PROBLEM STATEMENT. The answer must be an exact copy of the entries that follow, with all images removed.

MATERIAL FOR THIS EXERCISE.
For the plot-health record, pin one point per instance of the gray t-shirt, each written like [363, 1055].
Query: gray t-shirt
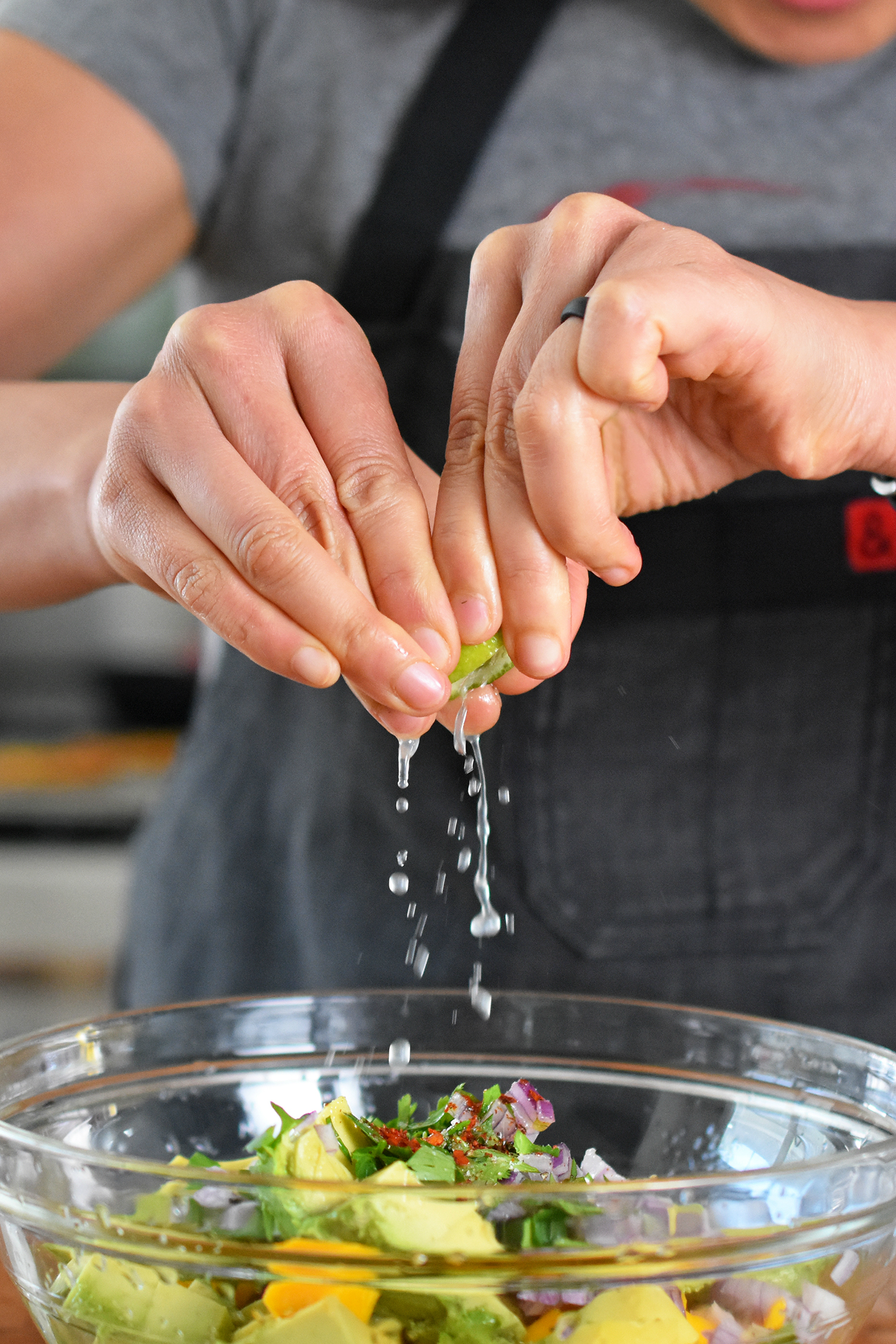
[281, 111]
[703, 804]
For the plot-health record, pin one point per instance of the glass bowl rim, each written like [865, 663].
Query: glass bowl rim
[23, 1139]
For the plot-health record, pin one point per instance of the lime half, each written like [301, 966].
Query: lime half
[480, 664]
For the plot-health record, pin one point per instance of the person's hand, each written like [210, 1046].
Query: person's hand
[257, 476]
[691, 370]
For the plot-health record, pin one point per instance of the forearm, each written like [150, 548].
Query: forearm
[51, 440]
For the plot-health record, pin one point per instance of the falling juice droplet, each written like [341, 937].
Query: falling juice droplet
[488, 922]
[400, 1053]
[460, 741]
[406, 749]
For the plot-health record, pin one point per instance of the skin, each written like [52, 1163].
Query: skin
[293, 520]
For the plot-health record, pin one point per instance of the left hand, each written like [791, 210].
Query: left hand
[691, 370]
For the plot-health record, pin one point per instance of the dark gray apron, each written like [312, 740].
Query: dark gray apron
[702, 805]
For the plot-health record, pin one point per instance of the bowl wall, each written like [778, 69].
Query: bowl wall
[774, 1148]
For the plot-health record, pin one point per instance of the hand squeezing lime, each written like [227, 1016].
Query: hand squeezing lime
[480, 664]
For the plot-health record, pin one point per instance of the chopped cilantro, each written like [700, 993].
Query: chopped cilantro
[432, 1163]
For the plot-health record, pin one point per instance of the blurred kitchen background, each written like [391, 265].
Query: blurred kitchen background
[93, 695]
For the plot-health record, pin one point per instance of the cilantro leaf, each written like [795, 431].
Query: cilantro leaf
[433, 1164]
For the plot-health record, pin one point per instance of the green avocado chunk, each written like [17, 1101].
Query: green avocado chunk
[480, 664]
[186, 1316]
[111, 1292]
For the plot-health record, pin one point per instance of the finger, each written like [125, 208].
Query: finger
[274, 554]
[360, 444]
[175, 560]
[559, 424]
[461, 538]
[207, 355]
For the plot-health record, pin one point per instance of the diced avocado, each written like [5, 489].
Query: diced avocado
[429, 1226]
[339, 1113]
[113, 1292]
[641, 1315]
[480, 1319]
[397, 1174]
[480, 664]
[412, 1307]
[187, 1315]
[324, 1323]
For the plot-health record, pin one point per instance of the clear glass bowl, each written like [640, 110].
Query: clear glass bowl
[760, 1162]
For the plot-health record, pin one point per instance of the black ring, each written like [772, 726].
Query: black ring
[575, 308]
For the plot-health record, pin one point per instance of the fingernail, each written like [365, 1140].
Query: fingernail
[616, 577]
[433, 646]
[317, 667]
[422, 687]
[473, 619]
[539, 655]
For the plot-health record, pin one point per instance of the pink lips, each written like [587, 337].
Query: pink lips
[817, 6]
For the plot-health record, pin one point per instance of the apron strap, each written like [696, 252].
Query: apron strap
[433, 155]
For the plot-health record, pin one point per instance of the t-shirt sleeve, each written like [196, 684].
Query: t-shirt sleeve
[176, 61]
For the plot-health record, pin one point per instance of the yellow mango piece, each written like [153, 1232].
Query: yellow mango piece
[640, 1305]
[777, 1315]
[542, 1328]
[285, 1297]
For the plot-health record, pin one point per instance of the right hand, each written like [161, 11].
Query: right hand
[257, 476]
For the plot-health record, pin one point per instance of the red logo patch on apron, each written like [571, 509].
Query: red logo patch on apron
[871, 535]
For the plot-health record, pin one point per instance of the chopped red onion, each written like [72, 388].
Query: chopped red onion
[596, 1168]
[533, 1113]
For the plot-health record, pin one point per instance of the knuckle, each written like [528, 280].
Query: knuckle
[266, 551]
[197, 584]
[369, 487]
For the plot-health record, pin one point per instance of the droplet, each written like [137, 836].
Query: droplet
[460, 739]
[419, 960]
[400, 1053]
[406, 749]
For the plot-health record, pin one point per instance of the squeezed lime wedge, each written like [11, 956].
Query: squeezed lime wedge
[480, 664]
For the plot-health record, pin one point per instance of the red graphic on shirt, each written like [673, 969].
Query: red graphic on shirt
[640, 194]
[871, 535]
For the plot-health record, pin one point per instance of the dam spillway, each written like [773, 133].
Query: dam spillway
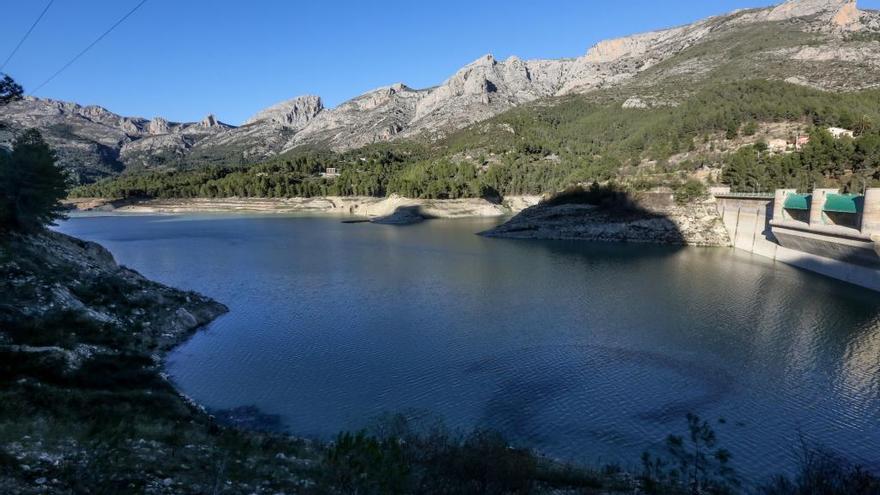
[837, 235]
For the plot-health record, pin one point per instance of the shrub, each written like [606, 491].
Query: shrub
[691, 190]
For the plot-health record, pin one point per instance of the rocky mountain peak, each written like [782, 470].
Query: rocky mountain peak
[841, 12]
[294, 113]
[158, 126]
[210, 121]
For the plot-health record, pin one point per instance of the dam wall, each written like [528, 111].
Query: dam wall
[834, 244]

RESPONSE.
For the plot-health record, pin one point per instance of the gray t-shirt, each written like [363, 1055].
Query: gray t-shirt
[281, 111]
[703, 804]
For the plot-health record, pin one point per instance of the glass bowl rim, each written like [865, 663].
Query: glass bowl rim
[23, 1139]
For the plot-health record, pin one point per instance of the lime half, each written like [301, 966].
Query: lime half
[480, 664]
For the plot-health record, pin one point per instance of the person's hand, each written like [210, 1046].
Query: person's hand
[257, 476]
[691, 370]
For the plot-health record, pin one point per instance of the forearm, each written like [150, 548].
Query: forearm
[51, 440]
For the plot-health record, pin one point per instance of the falling juice droplet, each written like [341, 937].
Query: falling juice droplet
[488, 922]
[400, 1053]
[460, 741]
[406, 749]
For the plot-health record, pin one point per instance of the skin, each written like [52, 1163].
Query: skin
[293, 520]
For the plot-health record, pin one point per instance of the left hand, each written like [791, 210].
Query: left hand
[691, 370]
For the plot-health record, pin one point per instance of the dark gray apron, each written like [312, 740].
Query: dark gray apron
[702, 805]
For the plot-health record, pin one point per instance of the bowl wall, each written like [778, 69].
Query: bowl wall
[774, 1148]
For the plot-health record, pin one point per instance of the hand squeezing lime, each written like [227, 1016].
Query: hand squeezing lime
[480, 664]
For the plot-health record, pin one point per instance of the chopped cilantro, each written like [700, 993].
Query: chopped cilantro
[432, 1163]
For the plot-health record, pin one point per instance of the blurred kitchen background, each written like [391, 265].
Query: blurred kitchen background
[93, 695]
For the plot-health record, pin one point per instance of the cilantro leaf, each written like [795, 431].
Query: cilantro leaf
[433, 1164]
For the plot-health record, pin one point per instance of the green avocado chunk, each written like [17, 1101].
Query: green avocado chunk
[480, 664]
[186, 1316]
[111, 1292]
For the plot-health record, pin one point per instance of the finger, each written like [125, 208].
Query: finger
[274, 554]
[360, 444]
[175, 560]
[559, 424]
[461, 538]
[207, 355]
For the plot-health record, pin one point per instance of the diced avocado, each written like [5, 489].
Query: diced avocado
[429, 1226]
[339, 1113]
[113, 1292]
[641, 1315]
[480, 1319]
[397, 1174]
[480, 664]
[412, 1307]
[187, 1315]
[324, 1323]
For the plot-health record, pin one point per instance of the clear glass bowl, each written like [640, 110].
Query: clear glass bowl
[760, 1162]
For the plot-health record, pin one point per instance of the black ring, each written like [772, 726].
Query: black ring
[575, 308]
For the plot-health record, pin one point per instance of the fingernail, each written like [365, 1140].
Query: fingernail
[616, 577]
[433, 646]
[317, 667]
[422, 687]
[473, 619]
[539, 655]
For the plot-health record, pin one point per instance of the pink lips, each written like [587, 337].
Query: pink lips
[817, 6]
For the plot-health record, pin one point per instance of the apron strap, each written like [696, 252].
Query: apron strap
[433, 155]
For the plot-health record, pin one point per instance of the t-shirt sleeve, each written like [196, 684].
Query: t-shirt sleeve
[176, 61]
For the plot-health record, pin one point per instance of the yellow mango piece, each written like [153, 1232].
Query: yellow mango piece
[640, 1305]
[777, 1315]
[542, 1328]
[285, 1297]
For the plot-health record, pin one point per instance of the right hand, each written like [161, 11].
Query: right hand
[257, 476]
For the plot-health record, pin one point per instance of the red logo patch on apron, each written like [571, 509].
Query: red logo patch on apron
[871, 535]
For the plot-health record, pin one point per instance of the chopped red onion, each written like [72, 388].
Query: chopped red onion
[596, 1168]
[533, 1113]
For the plot-health record, pin one point per instance of the knuckle, each written like [528, 280].
Query: knuckle
[266, 551]
[197, 584]
[369, 487]
For the plot-health record, pin one point per instance of the droplet, each written like [137, 836].
Query: droplet
[460, 739]
[419, 960]
[400, 1053]
[406, 749]
For the plot-health record, pin one point per instance of the squeezed lime wedge, each written like [11, 956].
Query: squeezed lime wedge
[480, 664]
For the plot-health record, pin one point per instance of the red graphic on shirt, each written like [673, 969].
Query: red graphic on shirt
[640, 194]
[871, 535]
For the plot-health record, pin one point per instance of the dam spillway, each written like [773, 133].
Query: dam spillway
[837, 235]
For the plot-health record, pin one point per instance of the shrub, each written like [606, 491].
Query: shrub
[691, 190]
For the plot-health record, pin one point per instance of the rocky mountain peak, each written like [782, 470].
Query: rocky mountain peak
[841, 12]
[294, 113]
[158, 126]
[210, 121]
For the plot-health record, pin one point per instance of the dam wall, each written like [528, 111].
Query: dam wall
[834, 244]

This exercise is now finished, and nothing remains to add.